| Working data |
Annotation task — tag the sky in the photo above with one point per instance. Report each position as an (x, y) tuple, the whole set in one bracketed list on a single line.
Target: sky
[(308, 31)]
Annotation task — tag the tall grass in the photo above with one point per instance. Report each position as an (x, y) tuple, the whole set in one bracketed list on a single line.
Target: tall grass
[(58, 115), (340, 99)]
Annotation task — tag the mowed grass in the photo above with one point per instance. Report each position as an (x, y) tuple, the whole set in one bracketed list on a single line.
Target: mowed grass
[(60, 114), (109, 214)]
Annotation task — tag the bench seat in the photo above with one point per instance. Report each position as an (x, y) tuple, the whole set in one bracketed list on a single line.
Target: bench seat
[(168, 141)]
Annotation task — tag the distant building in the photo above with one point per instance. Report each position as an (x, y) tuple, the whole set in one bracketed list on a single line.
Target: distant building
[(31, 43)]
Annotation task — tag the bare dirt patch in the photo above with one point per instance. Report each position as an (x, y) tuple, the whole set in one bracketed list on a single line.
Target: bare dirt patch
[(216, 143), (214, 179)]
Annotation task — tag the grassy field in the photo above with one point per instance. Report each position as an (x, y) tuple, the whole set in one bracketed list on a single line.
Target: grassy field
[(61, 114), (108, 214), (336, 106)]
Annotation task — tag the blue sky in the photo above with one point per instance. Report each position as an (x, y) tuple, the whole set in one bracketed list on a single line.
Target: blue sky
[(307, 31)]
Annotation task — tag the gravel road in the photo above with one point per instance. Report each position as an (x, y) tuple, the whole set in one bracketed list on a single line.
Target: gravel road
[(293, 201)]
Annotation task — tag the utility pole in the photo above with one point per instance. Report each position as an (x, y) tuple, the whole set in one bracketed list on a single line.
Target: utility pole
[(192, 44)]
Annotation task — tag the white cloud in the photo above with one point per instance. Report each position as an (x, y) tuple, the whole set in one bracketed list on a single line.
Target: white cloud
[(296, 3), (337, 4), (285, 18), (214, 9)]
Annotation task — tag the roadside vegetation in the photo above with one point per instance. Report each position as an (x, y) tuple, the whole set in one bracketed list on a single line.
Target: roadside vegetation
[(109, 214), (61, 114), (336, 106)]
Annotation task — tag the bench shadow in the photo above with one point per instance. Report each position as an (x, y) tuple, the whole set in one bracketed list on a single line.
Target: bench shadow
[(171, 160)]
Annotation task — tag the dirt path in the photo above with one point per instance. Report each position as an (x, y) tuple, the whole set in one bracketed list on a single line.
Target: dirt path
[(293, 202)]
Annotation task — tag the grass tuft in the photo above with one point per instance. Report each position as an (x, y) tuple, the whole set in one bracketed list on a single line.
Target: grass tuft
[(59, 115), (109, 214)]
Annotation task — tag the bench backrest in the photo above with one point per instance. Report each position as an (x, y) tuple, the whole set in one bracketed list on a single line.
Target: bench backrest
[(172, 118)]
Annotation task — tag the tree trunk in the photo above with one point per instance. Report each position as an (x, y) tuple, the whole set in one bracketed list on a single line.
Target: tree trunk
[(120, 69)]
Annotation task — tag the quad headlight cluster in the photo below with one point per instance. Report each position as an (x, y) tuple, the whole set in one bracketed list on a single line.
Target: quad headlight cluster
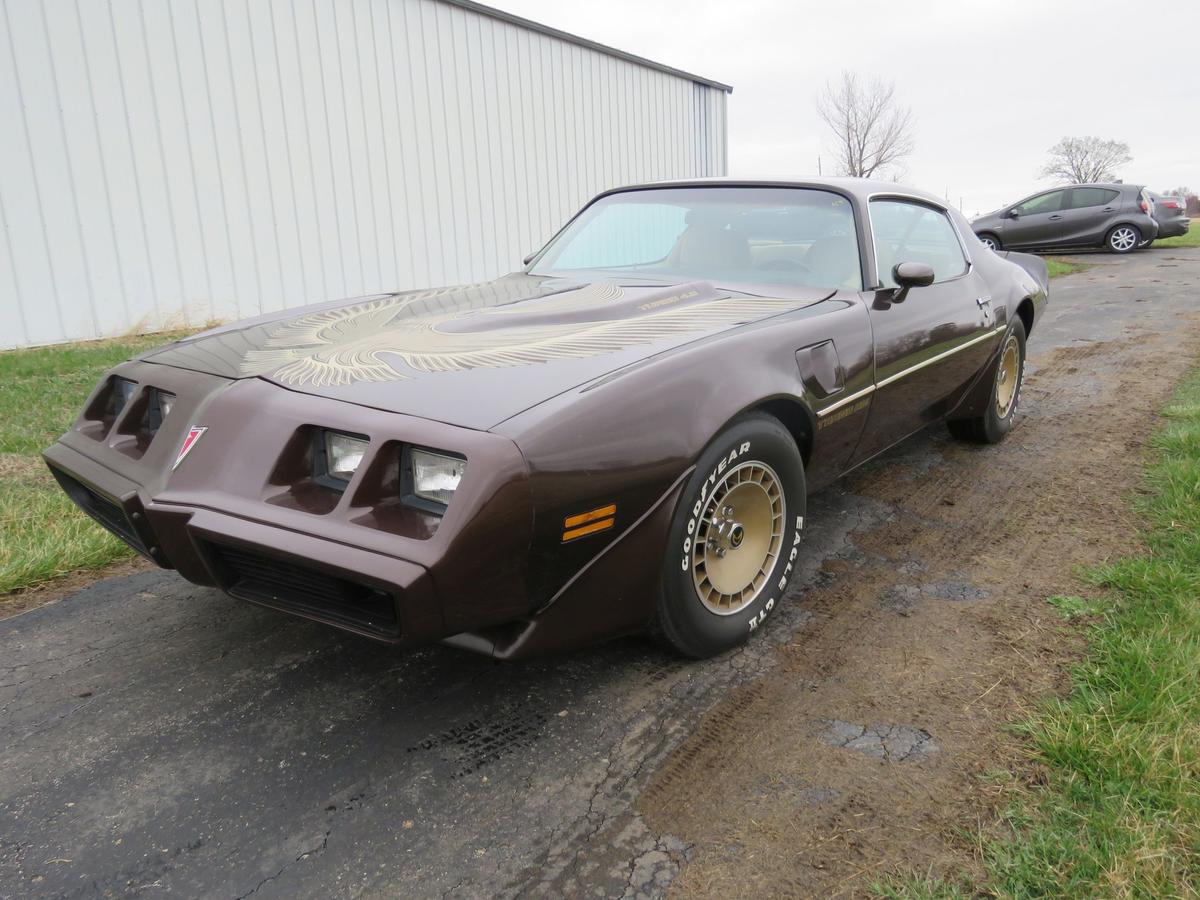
[(429, 478), (150, 418), (436, 477)]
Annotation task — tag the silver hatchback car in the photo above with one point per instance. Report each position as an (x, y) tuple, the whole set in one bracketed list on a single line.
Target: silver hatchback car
[(1117, 217)]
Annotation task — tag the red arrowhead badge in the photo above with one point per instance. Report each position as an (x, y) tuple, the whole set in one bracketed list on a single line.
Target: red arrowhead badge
[(193, 435)]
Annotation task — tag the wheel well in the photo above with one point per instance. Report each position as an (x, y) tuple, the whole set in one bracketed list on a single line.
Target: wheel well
[(1025, 310), (795, 418)]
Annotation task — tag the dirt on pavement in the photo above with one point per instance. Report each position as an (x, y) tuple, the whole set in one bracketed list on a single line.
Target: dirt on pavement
[(874, 747)]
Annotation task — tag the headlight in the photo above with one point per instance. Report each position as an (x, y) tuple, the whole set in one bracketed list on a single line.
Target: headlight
[(436, 477), (123, 393), (161, 403), (343, 453)]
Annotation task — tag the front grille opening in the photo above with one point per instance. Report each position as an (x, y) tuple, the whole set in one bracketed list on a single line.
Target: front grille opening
[(250, 575), (102, 509)]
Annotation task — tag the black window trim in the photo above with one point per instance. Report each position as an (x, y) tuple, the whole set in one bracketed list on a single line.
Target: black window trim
[(917, 202)]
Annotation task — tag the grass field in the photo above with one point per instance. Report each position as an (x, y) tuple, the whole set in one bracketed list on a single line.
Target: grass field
[(1061, 267), (42, 535), (1119, 810)]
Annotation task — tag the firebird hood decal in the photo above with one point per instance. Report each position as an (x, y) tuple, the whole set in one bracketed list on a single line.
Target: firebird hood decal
[(364, 342), (477, 354)]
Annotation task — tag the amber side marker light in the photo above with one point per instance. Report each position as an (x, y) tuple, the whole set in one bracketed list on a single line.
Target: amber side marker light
[(585, 523)]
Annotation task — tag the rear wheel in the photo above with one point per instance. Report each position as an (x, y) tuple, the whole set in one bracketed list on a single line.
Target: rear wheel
[(1006, 394), (733, 540), (1123, 239)]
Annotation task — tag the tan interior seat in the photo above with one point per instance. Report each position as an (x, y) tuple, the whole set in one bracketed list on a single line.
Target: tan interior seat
[(833, 261), (705, 246)]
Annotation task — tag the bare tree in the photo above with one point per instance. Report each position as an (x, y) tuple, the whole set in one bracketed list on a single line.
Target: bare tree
[(873, 133), (1080, 161)]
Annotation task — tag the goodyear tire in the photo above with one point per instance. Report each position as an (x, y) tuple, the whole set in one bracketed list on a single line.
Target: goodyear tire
[(1123, 239), (1006, 393), (735, 538)]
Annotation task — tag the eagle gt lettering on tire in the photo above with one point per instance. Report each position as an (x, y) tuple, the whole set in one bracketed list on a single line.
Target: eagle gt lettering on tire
[(735, 540)]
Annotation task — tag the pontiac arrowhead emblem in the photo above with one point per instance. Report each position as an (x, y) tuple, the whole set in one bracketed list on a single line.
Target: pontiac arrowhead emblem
[(193, 436)]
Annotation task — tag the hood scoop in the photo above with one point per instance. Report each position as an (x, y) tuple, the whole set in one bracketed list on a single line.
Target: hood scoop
[(475, 354)]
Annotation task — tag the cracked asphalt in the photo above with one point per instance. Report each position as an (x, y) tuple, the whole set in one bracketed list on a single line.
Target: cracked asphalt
[(160, 738)]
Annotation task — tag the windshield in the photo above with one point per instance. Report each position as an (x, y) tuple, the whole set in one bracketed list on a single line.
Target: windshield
[(768, 237)]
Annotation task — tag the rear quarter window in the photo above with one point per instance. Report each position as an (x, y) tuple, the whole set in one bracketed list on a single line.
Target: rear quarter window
[(907, 232)]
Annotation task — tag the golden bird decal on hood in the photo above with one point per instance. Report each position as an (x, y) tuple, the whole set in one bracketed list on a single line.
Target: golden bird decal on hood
[(383, 340)]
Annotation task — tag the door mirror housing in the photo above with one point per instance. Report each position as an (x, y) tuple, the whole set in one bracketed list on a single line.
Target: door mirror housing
[(907, 276)]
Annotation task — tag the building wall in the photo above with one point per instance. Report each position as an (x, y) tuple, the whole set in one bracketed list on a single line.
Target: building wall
[(169, 162)]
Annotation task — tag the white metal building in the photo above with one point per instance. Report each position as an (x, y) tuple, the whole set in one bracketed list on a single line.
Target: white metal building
[(168, 162)]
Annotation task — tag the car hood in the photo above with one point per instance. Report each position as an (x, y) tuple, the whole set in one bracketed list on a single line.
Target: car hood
[(471, 355)]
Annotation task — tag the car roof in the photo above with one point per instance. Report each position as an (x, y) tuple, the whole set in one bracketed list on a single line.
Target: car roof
[(862, 189)]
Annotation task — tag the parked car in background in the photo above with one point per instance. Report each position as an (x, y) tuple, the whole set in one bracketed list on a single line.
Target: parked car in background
[(1171, 214), (1117, 217), (622, 435)]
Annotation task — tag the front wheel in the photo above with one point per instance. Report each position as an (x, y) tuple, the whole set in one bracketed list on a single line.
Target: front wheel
[(1123, 239), (1006, 394), (735, 538)]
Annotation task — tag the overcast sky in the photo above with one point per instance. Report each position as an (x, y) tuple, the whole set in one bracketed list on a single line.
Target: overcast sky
[(993, 85)]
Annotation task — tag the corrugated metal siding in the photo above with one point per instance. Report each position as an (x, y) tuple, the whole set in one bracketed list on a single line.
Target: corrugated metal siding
[(167, 162)]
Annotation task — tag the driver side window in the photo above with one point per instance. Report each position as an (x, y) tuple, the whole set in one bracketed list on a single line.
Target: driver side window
[(1043, 203), (907, 232)]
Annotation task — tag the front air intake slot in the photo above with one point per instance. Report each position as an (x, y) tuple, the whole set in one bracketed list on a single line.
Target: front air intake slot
[(106, 511), (250, 575)]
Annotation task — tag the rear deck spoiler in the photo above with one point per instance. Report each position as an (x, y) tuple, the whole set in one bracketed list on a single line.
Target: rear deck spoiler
[(1033, 264)]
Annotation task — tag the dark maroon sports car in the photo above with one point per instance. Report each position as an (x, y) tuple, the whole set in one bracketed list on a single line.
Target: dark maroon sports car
[(622, 436)]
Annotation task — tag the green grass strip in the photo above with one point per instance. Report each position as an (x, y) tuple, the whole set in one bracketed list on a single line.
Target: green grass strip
[(1119, 814), (42, 534)]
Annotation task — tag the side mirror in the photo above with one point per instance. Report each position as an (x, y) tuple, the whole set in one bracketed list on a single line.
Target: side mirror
[(912, 275)]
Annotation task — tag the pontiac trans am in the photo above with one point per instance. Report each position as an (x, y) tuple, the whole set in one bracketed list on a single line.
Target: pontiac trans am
[(619, 437)]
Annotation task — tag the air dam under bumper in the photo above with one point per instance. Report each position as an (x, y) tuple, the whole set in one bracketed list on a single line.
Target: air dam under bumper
[(371, 594), (240, 513)]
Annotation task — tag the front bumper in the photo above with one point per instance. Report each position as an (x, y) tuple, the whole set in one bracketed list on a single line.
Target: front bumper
[(240, 511)]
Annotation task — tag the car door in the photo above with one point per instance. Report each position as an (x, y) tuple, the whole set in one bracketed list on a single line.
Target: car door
[(1089, 211), (1036, 222), (929, 341)]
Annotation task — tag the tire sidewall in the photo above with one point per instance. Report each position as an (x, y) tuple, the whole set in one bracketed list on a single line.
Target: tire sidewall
[(1137, 244), (689, 624), (997, 427)]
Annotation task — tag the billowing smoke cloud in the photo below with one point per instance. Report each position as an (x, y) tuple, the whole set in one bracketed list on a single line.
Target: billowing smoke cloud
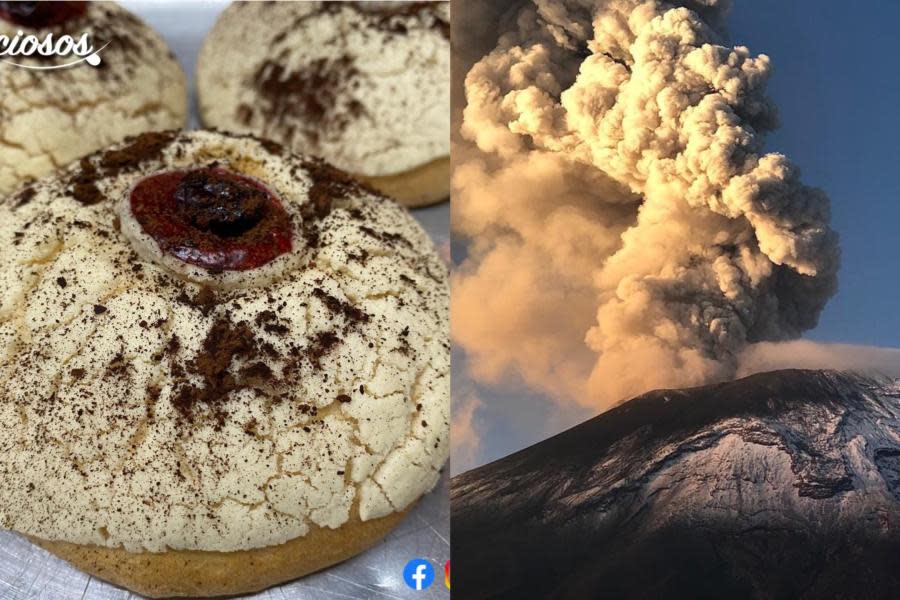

| The request |
Please put the lines from the one containing "Annotation task — tag the bench seat" through the one containing "[(109, 214), (61, 114), (336, 106)]", both included, into a JSON list of strings, one string per line and no blank lines.

| Task answer |
[
  "Annotation task — tag the bench seat in the photo above with one point per instance. Report each position as an (x, y) tuple, the whole set in one bracketed list on a single line.",
  "Target: bench seat",
  "[(168, 141)]",
  "Annotation task — tag the distant building in the photo above with one point per instance. Report each position as an (x, y) tuple, the whole set in one bracketed list on a single line.",
  "Target: distant building",
  "[(31, 43)]",
  "Annotation task — tag the bare dirt patch in the photo above with one point per instance. Report each position as an (x, y) tuple, the whole set in one bracketed list on a single line.",
  "Target: bare dirt patch",
  "[(216, 143), (214, 179)]",
  "Annotation task — tag the grassy field in the photo above with one point per instance. Report each position as an (x, y) tuple, the whole set in one bracketed list on a single line.",
  "Target: grassy field",
  "[(61, 114), (108, 214), (336, 106)]",
  "Annotation task — tag the blue sky in the photo above with one point per instance. Report each position as an (x, y) tuple, the whole set in one bracketed list on a single line.",
  "Target: blue sky",
  "[(307, 31)]",
  "Annotation task — tag the gravel road in the photo above with one point per instance. Report each position as an (x, y) tuple, the whole set in one bracketed list on a single line.",
  "Target: gravel road",
  "[(293, 201)]",
  "Annotation task — tag the utility pole in the photo above with one point per instance. Report each position as an (x, y) tuple, the whole set in one bracketed list on a single line.",
  "Target: utility pole",
  "[(192, 44)]",
  "Annotation task — tag the white cloud in the photo above with one point per instance. Report each position as an (x, y) tuple, the whole set in one bracketed list on a single line.",
  "Target: white cloud",
  "[(296, 3), (337, 4), (285, 18), (214, 9)]",
  "Annotation task — tag the roadside vegetation in the photo above with one point per instance. Report each position as an (x, y) tuple, the whole set in one bracketed list on a single line.",
  "Target: roadside vegetation",
  "[(109, 214), (61, 114), (336, 106)]"
]